Assignment:
Exactly as they stand, the data below are to be printed again.

Records drawn from a dataset:

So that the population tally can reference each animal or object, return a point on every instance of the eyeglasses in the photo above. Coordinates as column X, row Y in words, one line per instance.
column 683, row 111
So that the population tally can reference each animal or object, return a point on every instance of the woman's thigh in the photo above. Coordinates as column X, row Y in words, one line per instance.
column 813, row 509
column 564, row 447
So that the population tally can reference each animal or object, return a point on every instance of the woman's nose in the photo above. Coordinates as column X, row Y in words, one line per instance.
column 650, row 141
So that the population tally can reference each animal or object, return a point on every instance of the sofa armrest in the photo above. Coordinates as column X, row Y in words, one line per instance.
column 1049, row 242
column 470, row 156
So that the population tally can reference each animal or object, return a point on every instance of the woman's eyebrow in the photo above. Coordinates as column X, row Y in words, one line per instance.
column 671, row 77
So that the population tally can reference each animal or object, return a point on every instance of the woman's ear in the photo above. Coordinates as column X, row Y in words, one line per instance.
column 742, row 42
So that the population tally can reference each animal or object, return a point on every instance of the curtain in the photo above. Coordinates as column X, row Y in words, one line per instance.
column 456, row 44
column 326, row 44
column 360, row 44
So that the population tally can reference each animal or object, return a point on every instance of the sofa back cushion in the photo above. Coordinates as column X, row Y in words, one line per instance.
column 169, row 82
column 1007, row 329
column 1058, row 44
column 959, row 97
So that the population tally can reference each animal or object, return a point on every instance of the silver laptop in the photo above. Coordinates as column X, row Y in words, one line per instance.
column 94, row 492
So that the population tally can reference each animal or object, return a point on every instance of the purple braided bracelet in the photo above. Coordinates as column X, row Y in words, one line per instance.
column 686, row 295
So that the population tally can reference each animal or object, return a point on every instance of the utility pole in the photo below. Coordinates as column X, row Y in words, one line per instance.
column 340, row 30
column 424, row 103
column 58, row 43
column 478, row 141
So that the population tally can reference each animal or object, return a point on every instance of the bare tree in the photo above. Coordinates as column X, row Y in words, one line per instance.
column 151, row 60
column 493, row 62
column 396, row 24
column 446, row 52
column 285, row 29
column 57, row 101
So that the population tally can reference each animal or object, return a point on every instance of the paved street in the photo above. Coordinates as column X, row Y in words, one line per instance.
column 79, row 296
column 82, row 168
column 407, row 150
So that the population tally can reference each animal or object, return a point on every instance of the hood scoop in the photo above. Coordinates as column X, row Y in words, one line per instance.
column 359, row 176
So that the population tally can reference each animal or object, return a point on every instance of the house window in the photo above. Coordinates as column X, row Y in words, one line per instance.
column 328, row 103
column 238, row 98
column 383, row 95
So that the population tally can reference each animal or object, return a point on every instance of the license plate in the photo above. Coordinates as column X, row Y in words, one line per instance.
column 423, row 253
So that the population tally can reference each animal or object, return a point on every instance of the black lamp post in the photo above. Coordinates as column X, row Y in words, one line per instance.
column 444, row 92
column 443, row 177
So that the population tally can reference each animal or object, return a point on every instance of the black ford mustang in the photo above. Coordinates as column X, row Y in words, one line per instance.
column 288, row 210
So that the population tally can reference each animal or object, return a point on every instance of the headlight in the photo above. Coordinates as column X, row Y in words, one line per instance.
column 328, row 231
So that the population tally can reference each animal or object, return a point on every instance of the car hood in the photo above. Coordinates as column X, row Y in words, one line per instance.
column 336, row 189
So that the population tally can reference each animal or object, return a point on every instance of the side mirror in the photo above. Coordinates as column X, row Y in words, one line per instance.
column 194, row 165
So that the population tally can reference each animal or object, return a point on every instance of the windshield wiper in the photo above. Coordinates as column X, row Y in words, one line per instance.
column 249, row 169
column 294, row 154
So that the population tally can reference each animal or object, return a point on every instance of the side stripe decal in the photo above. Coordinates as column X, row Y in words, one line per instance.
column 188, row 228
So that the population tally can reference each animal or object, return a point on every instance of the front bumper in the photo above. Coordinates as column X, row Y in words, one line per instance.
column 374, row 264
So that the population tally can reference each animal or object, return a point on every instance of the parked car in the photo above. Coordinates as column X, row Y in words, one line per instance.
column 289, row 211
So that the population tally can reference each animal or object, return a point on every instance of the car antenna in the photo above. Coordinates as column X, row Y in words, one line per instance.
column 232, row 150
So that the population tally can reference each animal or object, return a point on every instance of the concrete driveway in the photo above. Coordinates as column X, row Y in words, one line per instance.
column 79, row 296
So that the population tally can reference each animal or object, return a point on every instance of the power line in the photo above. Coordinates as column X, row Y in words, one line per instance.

Result of the task:
So that the population tally can reference each animal or object, return a point on every instance of the eyeglasses in the photo above. Coordinates as column X, row Y in words, one line per instance.
column 683, row 111
So that the population tally can reference each animal or object, return a point on every instance of the woman's thigh in the photo above. Coordinates as column X, row Y in words, one line per instance.
column 813, row 509
column 564, row 447
So that the population tally can reference each animal or object, return a point on every instance of the woman's nose in the photo above. Coordinates as column X, row Y in words, one line per instance.
column 650, row 141
So that the population tally can reference each animal or object, return a point on every instance of the sofa armrest in the photo above. Coordinates as column X, row Y in words, one line per instance.
column 1049, row 242
column 470, row 156
So that the population tally can reference each animal or object, return a point on every instance of the woman's eyebrow in the photo above. Coordinates as column X, row Y in words, one line per instance.
column 671, row 77
So that the population tally can reference each animal or object, return a point on every instance of the woman's ear in the photo above. Coordinates as column X, row Y in words, one line per instance.
column 742, row 42
So that the population tally can reference each animal or object, return a point on every instance of the curtain in the photo above. Coordinates as column X, row Y in words, one line per instance.
column 456, row 44
column 326, row 44
column 360, row 44
So that the population tally can reference each animal or object, return a point on every instance of the sofa back cushion in the photo above. Coordinates as column X, row Y in words, one line per instance.
column 169, row 82
column 1007, row 329
column 1058, row 44
column 959, row 97
So that the population tally can reference each animal or object, return a point on every instance of the silver laptop in the photo above. Coordinates as column X, row Y in words, one line per instance.
column 94, row 492
So that the population tally can reference each animal or object, return a point on every instance of the purple braided bracelet in the photo above. Coordinates as column X, row Y in words, one line per instance.
column 686, row 295
So that the population tally can reference each animal or object, return a point on every instance of the utility pole in the photo below. Coordinates as column X, row Y in words, one line per instance.
column 340, row 30
column 424, row 103
column 58, row 43
column 478, row 141
So that the population tally can reference each animal or object, return a point on every instance of the bare tree in the photo above. Coordinates as column X, row Y in words, one line per instance.
column 151, row 60
column 493, row 62
column 396, row 24
column 446, row 52
column 285, row 29
column 57, row 101
So that the population tally can reference each animal or object, return a point on every instance of the paved street in the photo above. Coordinates as column X, row Y in words, one line per instance.
column 79, row 296
column 82, row 168
column 407, row 150
So that the population tally can reference each animal or object, return a point on every instance of the hood scoop in the photo above. Coordinates as column X, row Y in words, one line per instance.
column 359, row 176
So that the population tally can reference each animal or object, return a point on every instance of the house window in the photo above. Coordinates as column X, row Y in words, one line per instance.
column 328, row 103
column 238, row 98
column 383, row 95
So that the population tally can reference each animal or object, return a point on every instance of the license plate in the photo above. Coordinates as column X, row Y in words, one line per instance.
column 423, row 253
So that the population tally can reference each animal or object, return a point on every instance of the black lamp post in the photo above. Coordinates as column X, row Y in words, one line per instance.
column 444, row 92
column 443, row 177
So that the population tally can reference each animal or object, return a point on every instance of the black ford mustang in the photo above. Coordinates as column X, row Y in words, one line per instance.
column 288, row 210
So that the population tally can reference each animal or object, return a point on every instance of the headlight in the photo above. Coordinates as column X, row Y in words, one line per instance.
column 328, row 231
So that the population tally can reference each animal or object, return a point on every instance of the car hood in the photo above. Coordinates as column X, row Y in words, one line per instance.
column 336, row 189
So that the population tally can reference each animal or object, return a point on every instance of the side mirror in the photo above. Coordinates as column X, row Y in words, one line per instance.
column 194, row 165
So that the population tally can reference each animal or object, return a point on every instance of the windshield wiper in the photo above. Coordinates as column X, row Y in words, one line per instance.
column 249, row 169
column 294, row 154
So that the population tally can reference each animal or object, return a point on every instance of the side stripe decal in the photo above. Coordinates as column X, row Y in words, one line per instance.
column 188, row 228
So that the population tally can reference each animal or object, return a point on every instance of the front bumper in the photo above. Coordinates as column X, row Y in words, one line per instance.
column 374, row 264
So that the population tally can reference each animal or object, return a point on every instance of the parked car in the photo above. Coordinates as column X, row Y in words, one line per instance.
column 289, row 211
So that the population tally can reference each animal or object, return a point on every instance of the car antenna in the photo above. Coordinates as column X, row Y in words, one line per instance.
column 232, row 150
So that the population tally can reference each animal or object, return a point on every instance of the concrete driveway in the photo above. Coordinates as column X, row Y in words, one line per instance.
column 79, row 296
So that the population tally can reference each animal or object, return a point on every instance of the power line in the photo above. Coordinates as column X, row Y in words, one line per instance.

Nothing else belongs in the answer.